**WORK REQUIRED:**
Reproduce every entry word for word.

***** DATA FOR THE TASK *****

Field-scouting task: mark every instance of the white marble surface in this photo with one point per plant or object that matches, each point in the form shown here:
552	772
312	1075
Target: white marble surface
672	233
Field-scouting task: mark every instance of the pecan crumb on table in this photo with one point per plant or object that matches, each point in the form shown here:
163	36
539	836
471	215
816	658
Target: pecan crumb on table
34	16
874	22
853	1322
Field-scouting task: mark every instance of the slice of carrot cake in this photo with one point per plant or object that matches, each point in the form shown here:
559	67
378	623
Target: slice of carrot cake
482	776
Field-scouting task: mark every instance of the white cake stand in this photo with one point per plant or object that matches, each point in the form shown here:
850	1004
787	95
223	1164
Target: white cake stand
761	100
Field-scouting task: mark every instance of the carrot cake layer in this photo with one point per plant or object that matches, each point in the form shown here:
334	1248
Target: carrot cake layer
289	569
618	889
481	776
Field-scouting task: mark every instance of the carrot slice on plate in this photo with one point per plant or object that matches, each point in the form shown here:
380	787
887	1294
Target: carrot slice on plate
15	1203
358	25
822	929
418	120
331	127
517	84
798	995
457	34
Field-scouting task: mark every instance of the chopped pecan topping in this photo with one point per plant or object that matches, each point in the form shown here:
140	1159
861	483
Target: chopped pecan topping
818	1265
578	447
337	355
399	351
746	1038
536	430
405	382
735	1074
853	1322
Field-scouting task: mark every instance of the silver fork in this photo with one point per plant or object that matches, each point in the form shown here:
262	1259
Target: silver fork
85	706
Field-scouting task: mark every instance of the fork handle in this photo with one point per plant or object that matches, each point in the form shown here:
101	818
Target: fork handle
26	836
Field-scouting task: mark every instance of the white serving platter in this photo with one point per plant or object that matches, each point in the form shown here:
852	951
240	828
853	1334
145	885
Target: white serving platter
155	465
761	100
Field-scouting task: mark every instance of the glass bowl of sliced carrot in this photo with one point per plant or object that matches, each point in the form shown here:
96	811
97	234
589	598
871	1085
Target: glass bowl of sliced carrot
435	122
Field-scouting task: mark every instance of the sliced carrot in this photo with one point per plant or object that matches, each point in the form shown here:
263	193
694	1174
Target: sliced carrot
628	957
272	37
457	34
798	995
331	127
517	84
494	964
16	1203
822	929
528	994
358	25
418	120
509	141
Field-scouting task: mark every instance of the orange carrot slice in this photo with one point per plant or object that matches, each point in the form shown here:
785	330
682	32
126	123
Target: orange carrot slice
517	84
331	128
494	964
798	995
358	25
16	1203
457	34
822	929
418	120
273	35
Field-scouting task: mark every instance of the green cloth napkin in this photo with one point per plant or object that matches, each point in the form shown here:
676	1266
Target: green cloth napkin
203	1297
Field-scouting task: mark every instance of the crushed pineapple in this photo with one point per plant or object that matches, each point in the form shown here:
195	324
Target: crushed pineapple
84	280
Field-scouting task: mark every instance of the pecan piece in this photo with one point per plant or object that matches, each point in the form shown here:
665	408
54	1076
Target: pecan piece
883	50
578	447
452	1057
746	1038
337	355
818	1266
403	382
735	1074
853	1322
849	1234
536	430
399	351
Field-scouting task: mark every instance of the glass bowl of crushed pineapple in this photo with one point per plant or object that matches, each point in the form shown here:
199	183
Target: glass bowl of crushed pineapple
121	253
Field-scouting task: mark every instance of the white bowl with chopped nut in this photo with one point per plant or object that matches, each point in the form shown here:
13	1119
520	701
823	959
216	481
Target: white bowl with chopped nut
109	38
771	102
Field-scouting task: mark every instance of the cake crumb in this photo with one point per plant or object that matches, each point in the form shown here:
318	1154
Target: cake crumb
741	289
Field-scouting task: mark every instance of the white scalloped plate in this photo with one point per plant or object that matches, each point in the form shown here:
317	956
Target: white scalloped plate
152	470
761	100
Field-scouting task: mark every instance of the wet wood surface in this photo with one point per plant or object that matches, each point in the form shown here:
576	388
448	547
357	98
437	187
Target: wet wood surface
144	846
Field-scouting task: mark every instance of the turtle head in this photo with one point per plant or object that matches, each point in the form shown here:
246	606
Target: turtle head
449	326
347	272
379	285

*****

**ANSWER TO THIS EXERCISE:**
Field-scouting task: mark every instance of the white marble surface in this photo with one point per plant or object that matches, each point in the form shown here:
552	772
312	1075
Target: white marble surface
672	233
Field-scouting task: mark every instance of the pecan crumb on table in this photo with one point per plant or object that matches, each point in the form shown here:
163	36
539	836
471	215
816	658
Target: pecan crumb on table
34	16
874	22
853	1322
Field-scouting task: mark every instance of the slice of carrot cake in this photo with one point per plant or object that matches, each point in the form shown here:
559	67
378	623
Target: slice of carrot cake
482	776
Field-scouting task: mark every instance of the white cake stand in this photo with one point per plant or object that matches, each point in the form shown here:
850	1004
787	95
223	1164
Target: white cake stand
761	100
Field-scouting task: mark every instance of the carrot cake layer in this photo with one point per plant or object that matches, each point in the form shown here:
334	1248
Target: carrot cake layer
289	569
618	889
481	776
Field-scouting task: mark every instance of the carrot slice on plate in this photo with one point per plant or object that matches, each point in the form shown here:
380	787
887	1294
Target: carrot slice on plate
15	1203
358	25
822	929
418	120
331	127
517	84
798	995
457	34
Field-scouting task: mark every instance of the chopped pecan topping in this photo with one point per plant or object that matches, each point in the form shown here:
140	1159
861	483
Target: chopped pecan topping
818	1265
578	447
337	355
399	351
746	1038
536	430
405	382
735	1074
853	1322
Field-scouting task: mark every instance of the silver fork in this photo with one point per plant or object that matches, each point in the form shown here:
262	1259
Target: silver fork
85	706
Field-scouting task: mark every instance of the fork handle in this photo with one point per plant or object that matches, each point in the form shown here:
101	818
Target: fork handle
26	836
Field-scouting task: mark every instance of the white serving platter in this photo with one point per plant or object that matches, each point in the form shown here:
852	951
240	828
853	1334
145	885
Target: white serving platter
155	465
761	100
Field-scouting task: mark every instance of the glass bowl of sliced carrot in this photo with one point per plant or object that matches, each point in the form shown here:
96	811
97	234
589	598
871	1085
Target: glass bowl of sliced carrot
435	122
Field-scouting task: mark every instance of the sliced carrot in this photo with one point per plant or object that matches, each point in the form shown here:
263	193
694	1174
Target: sliced carrot
628	957
272	37
457	34
798	995
331	127
517	84
494	964
16	1203
822	929
528	994
358	25
418	120
509	141
Field-scouting task: mark every instance of the orange carrot slice in this photo with one point per plant or object that matches, each point in the form shown here:
785	330
682	32
126	123
Target: orange carrot slice
517	84
331	128
494	964
798	995
358	25
16	1203
457	34
822	929
418	120
273	35
Field-scouting task: mark every instance of the green cloth napkin in this photo with one point per plant or object that matches, each point in the form shown here:
676	1266
Target: green cloth napkin
203	1297
Field-scouting task: mark every instance of the crushed pineapple in this photo with one point per plant or object that matches, each point in the form shown here:
195	324
Target: crushed pineapple
84	280
Field-scouting task: mark every instance of the pecan piece in this photo with one point per plant or object that matches, each point in the form shown here:
665	408
54	1076
Target: pecan piece
883	50
578	447
452	1057
746	1038
337	355
818	1266
403	382
735	1074
853	1322
849	1234
536	430
399	351
Field-scouting task: mark every instance of the glass bowl of crushed pineapple in this photo with one point per plant or object that matches, each point in the form shown here:
199	183
Target: glass bowl of crushed pineapple
121	253
Field-scouting task: mark every instance of the white bowl with chopped nut in this photo with one point per plant or object that matches, each point in the form shown here:
13	1119
520	701
823	959
216	481
Target: white bowl with chopped nut
109	38
771	102
Field-scouting task: mark every instance of the cake crumb in this photo with one point per plant or object that matches, each point in the form shown here:
318	1154
Target: cake crumb
741	289
Field-scouting task: mark every instance of the white scalloped plate in this photo with one point per plant or object that matches, each point in the form shown here:
317	956
Target: white scalloped plate
152	470
761	100
Field-scouting task: mark every instance of the wet wood surface in this photo with one point per plant or object that matches, each point in the form shown here:
576	388
448	547
357	98
437	187
Target: wet wood surface
144	846
Field-scouting task: mark every instance of the turtle head in this photo with one point per plant or object that matches, each point in the form shown here:
246	606
Target: turtle head
449	326
347	272
379	285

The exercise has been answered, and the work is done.